WHAT YOU HAVE TO DO - Copy out every line of the data below verbatim, omitting the pictures.

--*--

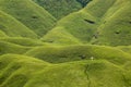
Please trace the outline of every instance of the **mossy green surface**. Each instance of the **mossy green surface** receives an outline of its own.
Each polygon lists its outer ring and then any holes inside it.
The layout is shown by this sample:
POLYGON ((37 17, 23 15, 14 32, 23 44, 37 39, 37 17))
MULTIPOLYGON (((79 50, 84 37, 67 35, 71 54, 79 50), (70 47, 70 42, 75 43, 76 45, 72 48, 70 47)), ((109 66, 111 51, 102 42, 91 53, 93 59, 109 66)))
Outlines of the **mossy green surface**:
POLYGON ((130 87, 130 0, 0 0, 0 87, 130 87))
POLYGON ((32 0, 0 0, 0 10, 12 15, 38 36, 55 25, 56 18, 32 0))

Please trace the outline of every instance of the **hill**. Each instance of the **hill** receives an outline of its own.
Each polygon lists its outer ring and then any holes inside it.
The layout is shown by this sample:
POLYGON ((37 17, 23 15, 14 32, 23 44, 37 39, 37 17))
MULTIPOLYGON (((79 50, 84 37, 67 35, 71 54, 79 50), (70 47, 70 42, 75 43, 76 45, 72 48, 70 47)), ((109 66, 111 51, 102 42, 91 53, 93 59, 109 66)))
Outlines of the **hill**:
POLYGON ((0 87, 130 87, 130 0, 0 0, 0 87))
POLYGON ((58 20, 82 9, 81 0, 48 0, 48 1, 33 0, 33 1, 38 3, 40 7, 45 8, 50 14, 52 14, 58 20))
POLYGON ((31 0, 0 0, 0 10, 15 17, 38 36, 45 35, 56 18, 31 0))
POLYGON ((2 70, 0 71, 1 87, 130 86, 128 72, 107 61, 50 64, 17 54, 2 55, 0 61, 0 69, 2 70))

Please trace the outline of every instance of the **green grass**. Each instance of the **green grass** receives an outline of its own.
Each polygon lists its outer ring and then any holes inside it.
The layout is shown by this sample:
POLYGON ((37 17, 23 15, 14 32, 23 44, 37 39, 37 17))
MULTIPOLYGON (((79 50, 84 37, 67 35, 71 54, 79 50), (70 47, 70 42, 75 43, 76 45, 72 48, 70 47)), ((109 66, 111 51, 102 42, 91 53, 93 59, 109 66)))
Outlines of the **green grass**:
POLYGON ((32 0, 0 0, 0 10, 12 15, 38 36, 55 25, 56 18, 32 0))
POLYGON ((94 58, 94 60, 105 59, 121 65, 131 60, 129 53, 119 49, 91 45, 37 47, 25 54, 51 63, 91 60, 91 58, 94 58))
POLYGON ((33 0, 40 7, 46 9, 55 17, 62 18, 63 16, 82 9, 82 5, 76 0, 33 0))
POLYGON ((130 87, 131 1, 86 1, 0 0, 0 87, 130 87))
POLYGON ((105 60, 50 64, 29 57, 4 54, 0 61, 1 87, 130 86, 124 75, 128 71, 105 60))
POLYGON ((0 40, 0 54, 5 54, 5 53, 22 54, 22 53, 25 53, 29 49, 31 49, 29 47, 24 47, 24 46, 0 40))
POLYGON ((34 32, 2 11, 0 11, 0 32, 3 36, 38 38, 34 32))
POLYGON ((41 42, 38 39, 31 39, 31 38, 22 38, 22 37, 2 37, 0 38, 1 41, 12 42, 20 46, 25 47, 37 47, 37 46, 45 46, 47 44, 41 42))

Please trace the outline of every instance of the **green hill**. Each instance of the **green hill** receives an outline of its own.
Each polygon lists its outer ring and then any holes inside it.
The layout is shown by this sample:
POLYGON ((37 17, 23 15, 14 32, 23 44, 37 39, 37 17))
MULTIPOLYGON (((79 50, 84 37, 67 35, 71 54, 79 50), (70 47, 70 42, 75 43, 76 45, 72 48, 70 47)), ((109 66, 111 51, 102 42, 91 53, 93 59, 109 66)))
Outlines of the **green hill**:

--*--

RESPONSE BELOW -
Please trace the outline of every instance of the **mossy green surface**. Each instance of the **mossy green surface** receives an outline of its own.
Each polygon lists its outer ring and then any holes inside it.
The layout is shown by this sample:
POLYGON ((37 17, 23 15, 14 32, 23 44, 37 39, 37 17))
MULTIPOLYGON (((79 50, 84 37, 67 35, 71 54, 79 50), (70 47, 70 42, 75 43, 76 45, 72 48, 70 47)), ((109 66, 111 51, 102 42, 91 53, 93 59, 109 66)))
Outlines of the **mossy green surface**:
POLYGON ((130 87, 130 0, 0 0, 0 87, 130 87))
POLYGON ((32 0, 0 0, 0 10, 12 15, 38 36, 55 25, 56 18, 32 0))

Please trace the outline of every instance of the **hill**. Each instance of the **hill** receives an outline of its own.
Each polygon lists its outer ring and then any holes inside it.
The layout is shown by this sample:
POLYGON ((37 17, 23 15, 14 32, 23 44, 37 39, 37 17))
MULTIPOLYGON (((79 50, 84 37, 67 35, 71 54, 79 50), (70 47, 70 42, 75 43, 76 45, 72 48, 70 47)), ((109 66, 111 51, 102 42, 91 53, 93 59, 109 66)))
Outlines of the **hill**:
POLYGON ((0 87, 130 87, 130 0, 0 0, 0 87))
POLYGON ((58 20, 82 9, 81 0, 48 0, 48 1, 33 0, 33 1, 38 3, 40 7, 45 8, 50 14, 52 14, 58 20))
POLYGON ((31 0, 0 0, 0 10, 15 17, 38 36, 45 35, 56 18, 31 0))
POLYGON ((2 70, 0 71, 1 87, 130 86, 128 72, 107 61, 50 64, 17 54, 2 55, 0 61, 0 69, 2 70))

Please trace the outline of every instance of the **green grass**. Each instance of the **green grass** receives an outline of its own.
Each polygon lists its outer ring and then any holes inside it.
The layout is shown by this sample:
POLYGON ((37 17, 23 15, 14 32, 23 44, 37 39, 37 17))
MULTIPOLYGON (((79 50, 84 37, 67 35, 71 54, 79 50), (70 47, 70 42, 75 43, 76 45, 72 48, 70 47)), ((109 66, 111 51, 102 42, 91 53, 93 59, 109 66)))
Outlines of the **green grass**:
POLYGON ((32 0, 0 0, 0 10, 12 15, 38 36, 55 25, 56 18, 32 0))
POLYGON ((94 58, 94 60, 105 59, 121 65, 131 60, 129 53, 119 49, 91 45, 37 47, 25 54, 51 63, 91 60, 91 58, 94 58))
POLYGON ((33 0, 40 7, 46 9, 55 17, 62 18, 63 16, 82 9, 82 5, 76 0, 33 0))
POLYGON ((130 87, 131 1, 86 1, 0 0, 0 87, 130 87))
POLYGON ((105 60, 50 64, 29 57, 4 54, 0 61, 1 87, 130 86, 124 75, 128 71, 105 60))
POLYGON ((0 40, 0 54, 5 54, 5 53, 22 54, 22 53, 25 53, 29 49, 31 49, 29 47, 24 47, 24 46, 0 40))
POLYGON ((34 32, 2 11, 0 11, 0 32, 3 36, 38 38, 34 32))
POLYGON ((41 42, 38 39, 31 39, 31 38, 22 38, 22 37, 2 37, 0 38, 1 41, 12 42, 20 46, 25 47, 37 47, 37 46, 45 46, 47 44, 41 42))

Please trace the outline of every instance of the **green hill**. Each instance of the **green hill** receives an outline of its own.
Each polygon lists its outer ring and then any holes inside it.
The layout is shown by this sample:
POLYGON ((37 17, 23 15, 14 32, 23 44, 37 39, 37 17))
MULTIPOLYGON (((79 50, 84 37, 67 35, 71 54, 79 50), (70 47, 70 42, 75 43, 76 45, 72 48, 70 47)), ((109 66, 111 51, 102 42, 91 53, 93 59, 109 66)))
Outlines of the **green hill**:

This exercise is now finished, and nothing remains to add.